> Raw data:
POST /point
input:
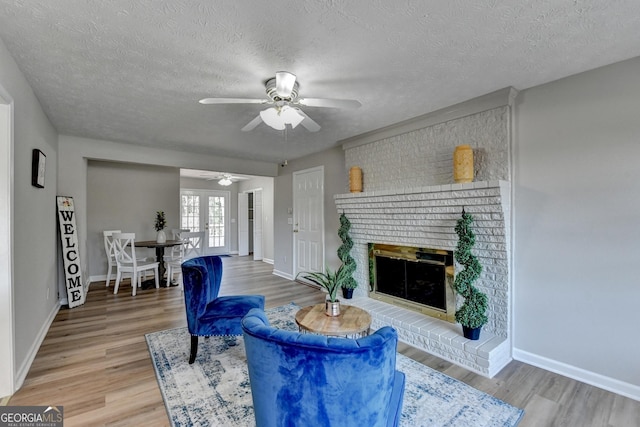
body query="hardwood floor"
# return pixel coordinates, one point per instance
(94, 361)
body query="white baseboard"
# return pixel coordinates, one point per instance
(282, 274)
(631, 391)
(23, 370)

> Problem description: Work out how many lines in the entries contain "body" and give that number alone.

> Result below: 2